--- start DATASET EXTRACT ---

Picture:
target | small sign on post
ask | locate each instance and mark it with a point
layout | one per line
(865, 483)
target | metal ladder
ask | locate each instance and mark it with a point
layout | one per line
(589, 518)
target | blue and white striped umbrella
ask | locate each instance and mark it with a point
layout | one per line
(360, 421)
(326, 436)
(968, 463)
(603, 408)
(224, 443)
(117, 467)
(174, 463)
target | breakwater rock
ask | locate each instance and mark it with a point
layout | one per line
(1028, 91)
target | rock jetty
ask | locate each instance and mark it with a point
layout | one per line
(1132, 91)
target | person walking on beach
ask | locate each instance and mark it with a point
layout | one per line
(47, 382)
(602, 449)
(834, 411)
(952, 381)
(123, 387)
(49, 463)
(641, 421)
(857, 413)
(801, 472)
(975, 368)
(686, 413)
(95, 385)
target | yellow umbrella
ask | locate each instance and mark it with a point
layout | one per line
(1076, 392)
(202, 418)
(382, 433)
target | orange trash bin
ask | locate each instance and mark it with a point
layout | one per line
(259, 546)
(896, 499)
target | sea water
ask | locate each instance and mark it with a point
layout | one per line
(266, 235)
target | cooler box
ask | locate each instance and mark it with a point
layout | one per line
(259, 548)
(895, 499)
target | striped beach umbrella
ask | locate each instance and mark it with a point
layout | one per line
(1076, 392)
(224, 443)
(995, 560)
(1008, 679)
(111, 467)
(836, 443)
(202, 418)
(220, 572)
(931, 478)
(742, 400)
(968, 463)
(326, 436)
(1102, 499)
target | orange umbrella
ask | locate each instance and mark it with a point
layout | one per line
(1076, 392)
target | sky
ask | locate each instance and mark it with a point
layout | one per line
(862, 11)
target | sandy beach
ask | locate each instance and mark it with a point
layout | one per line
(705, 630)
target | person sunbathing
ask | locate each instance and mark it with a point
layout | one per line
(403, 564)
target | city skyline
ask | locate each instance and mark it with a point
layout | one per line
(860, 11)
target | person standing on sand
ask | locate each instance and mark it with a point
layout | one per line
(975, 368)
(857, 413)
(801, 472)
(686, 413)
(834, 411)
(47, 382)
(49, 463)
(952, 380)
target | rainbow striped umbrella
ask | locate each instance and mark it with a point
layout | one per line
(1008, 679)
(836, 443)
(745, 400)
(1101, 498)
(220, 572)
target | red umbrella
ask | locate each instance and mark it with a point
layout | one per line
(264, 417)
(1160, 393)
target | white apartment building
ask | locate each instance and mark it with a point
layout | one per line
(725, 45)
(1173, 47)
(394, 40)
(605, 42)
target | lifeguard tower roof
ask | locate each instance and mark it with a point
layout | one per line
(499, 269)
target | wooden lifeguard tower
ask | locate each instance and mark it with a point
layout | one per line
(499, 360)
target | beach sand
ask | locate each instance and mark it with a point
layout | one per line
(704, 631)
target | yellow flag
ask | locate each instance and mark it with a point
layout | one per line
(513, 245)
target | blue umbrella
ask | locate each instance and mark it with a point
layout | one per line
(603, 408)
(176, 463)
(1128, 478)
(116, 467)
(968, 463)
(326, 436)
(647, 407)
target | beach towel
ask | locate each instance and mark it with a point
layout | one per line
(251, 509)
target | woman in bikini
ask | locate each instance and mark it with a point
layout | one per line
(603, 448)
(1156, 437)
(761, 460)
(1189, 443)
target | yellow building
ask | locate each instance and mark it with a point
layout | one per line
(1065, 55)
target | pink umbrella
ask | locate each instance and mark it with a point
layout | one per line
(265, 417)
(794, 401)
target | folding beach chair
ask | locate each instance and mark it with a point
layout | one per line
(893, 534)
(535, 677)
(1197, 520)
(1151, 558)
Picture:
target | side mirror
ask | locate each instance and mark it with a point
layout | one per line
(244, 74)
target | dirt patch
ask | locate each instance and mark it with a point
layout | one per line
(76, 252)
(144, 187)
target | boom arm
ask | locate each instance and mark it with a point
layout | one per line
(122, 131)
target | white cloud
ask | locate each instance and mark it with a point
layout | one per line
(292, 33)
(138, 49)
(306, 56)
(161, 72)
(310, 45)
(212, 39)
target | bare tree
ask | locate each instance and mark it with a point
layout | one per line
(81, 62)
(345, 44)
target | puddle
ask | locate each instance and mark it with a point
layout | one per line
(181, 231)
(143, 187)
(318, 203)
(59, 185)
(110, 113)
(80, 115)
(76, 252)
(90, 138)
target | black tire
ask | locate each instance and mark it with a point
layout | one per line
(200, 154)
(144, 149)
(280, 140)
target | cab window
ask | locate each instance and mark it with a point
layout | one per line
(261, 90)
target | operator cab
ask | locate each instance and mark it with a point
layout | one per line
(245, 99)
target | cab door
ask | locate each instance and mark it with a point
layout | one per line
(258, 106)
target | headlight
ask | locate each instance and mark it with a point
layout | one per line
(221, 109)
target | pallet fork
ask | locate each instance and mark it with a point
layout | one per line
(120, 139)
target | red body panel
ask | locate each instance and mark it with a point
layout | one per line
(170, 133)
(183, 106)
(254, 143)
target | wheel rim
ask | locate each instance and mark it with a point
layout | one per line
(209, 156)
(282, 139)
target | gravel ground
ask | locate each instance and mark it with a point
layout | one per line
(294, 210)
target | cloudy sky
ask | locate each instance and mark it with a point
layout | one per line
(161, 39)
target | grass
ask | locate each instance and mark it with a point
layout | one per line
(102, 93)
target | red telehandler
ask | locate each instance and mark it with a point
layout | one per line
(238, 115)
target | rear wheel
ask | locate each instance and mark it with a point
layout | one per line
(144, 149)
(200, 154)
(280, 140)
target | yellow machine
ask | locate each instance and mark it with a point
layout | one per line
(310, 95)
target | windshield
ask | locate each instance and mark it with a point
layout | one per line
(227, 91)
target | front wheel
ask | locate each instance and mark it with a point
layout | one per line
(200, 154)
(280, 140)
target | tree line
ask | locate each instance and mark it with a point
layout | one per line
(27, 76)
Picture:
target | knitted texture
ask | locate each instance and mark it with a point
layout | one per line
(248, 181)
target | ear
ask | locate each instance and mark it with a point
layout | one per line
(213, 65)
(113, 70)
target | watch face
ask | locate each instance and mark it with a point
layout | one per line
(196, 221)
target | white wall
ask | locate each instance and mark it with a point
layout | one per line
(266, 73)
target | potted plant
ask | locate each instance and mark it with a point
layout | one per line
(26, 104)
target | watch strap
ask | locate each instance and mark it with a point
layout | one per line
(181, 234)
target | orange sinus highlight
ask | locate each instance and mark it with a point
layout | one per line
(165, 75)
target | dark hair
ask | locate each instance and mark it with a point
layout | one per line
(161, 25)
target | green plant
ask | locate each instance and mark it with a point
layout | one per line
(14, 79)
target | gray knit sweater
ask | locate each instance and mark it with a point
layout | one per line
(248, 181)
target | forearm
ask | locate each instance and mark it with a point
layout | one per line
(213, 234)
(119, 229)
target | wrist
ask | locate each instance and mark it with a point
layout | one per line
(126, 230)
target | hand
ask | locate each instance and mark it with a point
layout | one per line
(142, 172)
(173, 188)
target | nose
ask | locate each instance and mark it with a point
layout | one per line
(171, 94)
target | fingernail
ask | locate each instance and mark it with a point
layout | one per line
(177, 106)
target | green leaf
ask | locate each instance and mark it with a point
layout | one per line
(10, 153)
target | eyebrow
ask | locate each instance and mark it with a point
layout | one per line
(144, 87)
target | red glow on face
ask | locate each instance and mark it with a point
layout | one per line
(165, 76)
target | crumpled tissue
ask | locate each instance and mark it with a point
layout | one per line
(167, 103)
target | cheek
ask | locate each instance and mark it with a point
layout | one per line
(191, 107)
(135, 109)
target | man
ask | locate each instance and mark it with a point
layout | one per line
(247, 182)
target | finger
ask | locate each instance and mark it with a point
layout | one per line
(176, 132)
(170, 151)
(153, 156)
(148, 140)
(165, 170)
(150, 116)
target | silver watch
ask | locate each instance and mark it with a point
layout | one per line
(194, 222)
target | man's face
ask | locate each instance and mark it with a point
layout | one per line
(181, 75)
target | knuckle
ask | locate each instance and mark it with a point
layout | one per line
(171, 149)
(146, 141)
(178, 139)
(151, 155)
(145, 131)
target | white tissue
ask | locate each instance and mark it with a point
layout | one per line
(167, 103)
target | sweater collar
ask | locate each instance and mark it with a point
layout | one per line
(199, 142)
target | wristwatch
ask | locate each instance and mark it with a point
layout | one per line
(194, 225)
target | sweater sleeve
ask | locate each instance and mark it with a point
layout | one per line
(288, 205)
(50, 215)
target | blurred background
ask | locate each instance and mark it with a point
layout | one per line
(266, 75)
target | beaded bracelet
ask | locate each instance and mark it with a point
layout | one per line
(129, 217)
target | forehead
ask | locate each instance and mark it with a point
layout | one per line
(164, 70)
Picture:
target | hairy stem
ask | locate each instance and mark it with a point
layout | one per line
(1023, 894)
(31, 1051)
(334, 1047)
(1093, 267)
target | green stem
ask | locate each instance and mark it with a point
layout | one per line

--- end DATASET EXTRACT ---

## THE REQUEST
Your answer should consist only of the lines from the one with "target | blurred background" through the end of the data above, reproduced exactly.

## EXPECTED ANSWER
target | blurred background
ask | locate each instance and mark it with a point
layout | one per line
(266, 75)
target | beaded bracelet
ask | locate each instance and mark it with a point
layout | one per line
(129, 217)
target | forehead
ask | locate each instance and mark it with a point
layout | one per line
(164, 70)
Picture:
target | hairy stem
ask | locate each instance and mark it with a point
layout | one per line
(1023, 894)
(31, 1051)
(334, 1047)
(1093, 267)
target | green stem
ask | locate each instance and mark it with a point
layout | one per line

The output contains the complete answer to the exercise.